### Instructions to follow
In the material below, copy out word for word the lines starting with the one that contains "Could you mark the region of every instance of the arched" and going on through the one that contains "Now the arched", with both of those lines included.

### Given data
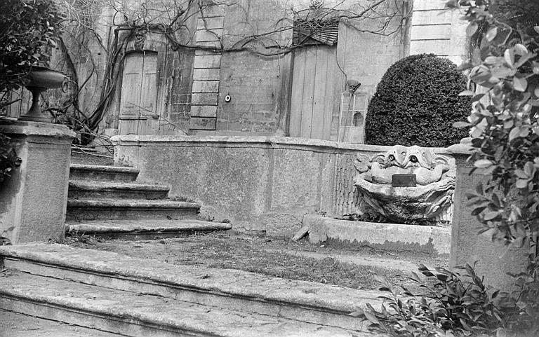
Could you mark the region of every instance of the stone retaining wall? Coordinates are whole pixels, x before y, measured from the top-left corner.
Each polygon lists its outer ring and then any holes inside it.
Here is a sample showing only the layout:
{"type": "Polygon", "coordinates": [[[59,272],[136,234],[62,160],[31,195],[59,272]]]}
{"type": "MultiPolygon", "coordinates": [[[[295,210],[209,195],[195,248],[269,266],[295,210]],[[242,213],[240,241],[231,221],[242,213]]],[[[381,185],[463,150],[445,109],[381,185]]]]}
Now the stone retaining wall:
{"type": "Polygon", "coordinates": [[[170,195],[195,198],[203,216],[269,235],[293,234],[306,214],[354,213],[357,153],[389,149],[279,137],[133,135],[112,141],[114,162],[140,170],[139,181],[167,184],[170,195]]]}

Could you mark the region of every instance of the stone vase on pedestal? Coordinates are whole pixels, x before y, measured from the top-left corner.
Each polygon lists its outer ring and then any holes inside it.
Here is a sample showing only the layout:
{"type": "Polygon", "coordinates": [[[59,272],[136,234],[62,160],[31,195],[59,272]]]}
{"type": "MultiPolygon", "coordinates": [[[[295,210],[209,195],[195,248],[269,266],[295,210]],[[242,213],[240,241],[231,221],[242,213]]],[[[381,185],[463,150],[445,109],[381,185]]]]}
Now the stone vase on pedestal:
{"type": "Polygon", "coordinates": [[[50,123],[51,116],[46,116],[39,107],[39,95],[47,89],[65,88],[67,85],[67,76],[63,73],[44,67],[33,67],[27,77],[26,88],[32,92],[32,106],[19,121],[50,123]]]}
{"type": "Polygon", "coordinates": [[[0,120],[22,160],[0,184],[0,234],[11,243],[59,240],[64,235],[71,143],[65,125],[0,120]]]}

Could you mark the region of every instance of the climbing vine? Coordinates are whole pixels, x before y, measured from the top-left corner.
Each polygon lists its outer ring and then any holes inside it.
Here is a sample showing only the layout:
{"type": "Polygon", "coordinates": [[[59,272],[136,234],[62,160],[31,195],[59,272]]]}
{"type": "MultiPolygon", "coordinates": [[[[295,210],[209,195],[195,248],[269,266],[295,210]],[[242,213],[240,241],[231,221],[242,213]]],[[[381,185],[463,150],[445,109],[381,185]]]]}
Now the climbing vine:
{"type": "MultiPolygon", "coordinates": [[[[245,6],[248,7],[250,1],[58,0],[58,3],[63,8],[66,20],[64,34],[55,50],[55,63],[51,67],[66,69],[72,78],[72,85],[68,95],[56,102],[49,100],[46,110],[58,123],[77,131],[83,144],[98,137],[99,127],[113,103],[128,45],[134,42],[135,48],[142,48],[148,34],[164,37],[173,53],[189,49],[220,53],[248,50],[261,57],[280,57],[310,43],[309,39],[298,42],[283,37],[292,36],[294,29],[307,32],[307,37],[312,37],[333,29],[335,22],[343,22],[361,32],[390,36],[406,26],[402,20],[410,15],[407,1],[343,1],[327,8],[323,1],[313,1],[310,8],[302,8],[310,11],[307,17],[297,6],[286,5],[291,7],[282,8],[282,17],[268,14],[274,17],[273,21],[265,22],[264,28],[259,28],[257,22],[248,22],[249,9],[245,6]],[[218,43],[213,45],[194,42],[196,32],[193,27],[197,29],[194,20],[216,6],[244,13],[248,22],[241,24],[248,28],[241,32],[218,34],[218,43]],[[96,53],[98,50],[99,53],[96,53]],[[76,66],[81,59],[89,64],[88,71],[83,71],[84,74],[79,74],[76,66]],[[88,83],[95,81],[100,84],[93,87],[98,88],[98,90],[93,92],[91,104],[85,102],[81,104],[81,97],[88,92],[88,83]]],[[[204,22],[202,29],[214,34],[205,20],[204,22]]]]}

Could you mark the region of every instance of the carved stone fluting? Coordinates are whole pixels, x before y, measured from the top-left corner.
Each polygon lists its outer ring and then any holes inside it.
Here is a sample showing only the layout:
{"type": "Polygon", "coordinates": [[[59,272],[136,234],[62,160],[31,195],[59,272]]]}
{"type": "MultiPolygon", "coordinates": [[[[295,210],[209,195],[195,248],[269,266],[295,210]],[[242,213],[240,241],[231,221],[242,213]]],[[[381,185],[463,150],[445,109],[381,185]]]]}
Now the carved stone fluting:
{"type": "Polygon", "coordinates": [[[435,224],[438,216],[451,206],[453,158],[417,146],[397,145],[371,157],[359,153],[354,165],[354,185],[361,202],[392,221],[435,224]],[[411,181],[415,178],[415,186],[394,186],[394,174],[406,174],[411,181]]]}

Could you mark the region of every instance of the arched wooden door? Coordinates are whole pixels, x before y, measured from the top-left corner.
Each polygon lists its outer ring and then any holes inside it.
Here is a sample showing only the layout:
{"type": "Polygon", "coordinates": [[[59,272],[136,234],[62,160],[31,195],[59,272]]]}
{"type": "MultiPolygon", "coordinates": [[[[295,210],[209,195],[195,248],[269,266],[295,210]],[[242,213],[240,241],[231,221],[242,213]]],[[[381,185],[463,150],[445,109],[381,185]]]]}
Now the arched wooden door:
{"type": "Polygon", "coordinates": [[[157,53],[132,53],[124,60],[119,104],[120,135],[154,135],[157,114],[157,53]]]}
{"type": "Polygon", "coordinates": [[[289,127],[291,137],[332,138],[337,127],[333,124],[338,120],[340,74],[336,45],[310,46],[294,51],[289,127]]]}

### Written solution
Could you mark the region of every instance of the arched wooden door? Coordinates are whole pixels, x before y, measured from the top-left corner.
Each polygon lists its outer ring and then any holes inside it.
Here is a sample showing only the layout:
{"type": "Polygon", "coordinates": [[[59,272],[136,234],[62,160],[31,195],[59,272]]]}
{"type": "MultiPolygon", "coordinates": [[[[295,210],[209,195],[195,248],[269,266],[295,210]],[[242,213],[240,241],[231,221],[242,213]]],[[[381,185],[463,150],[445,109],[381,185]]]]}
Now the arched wooden door:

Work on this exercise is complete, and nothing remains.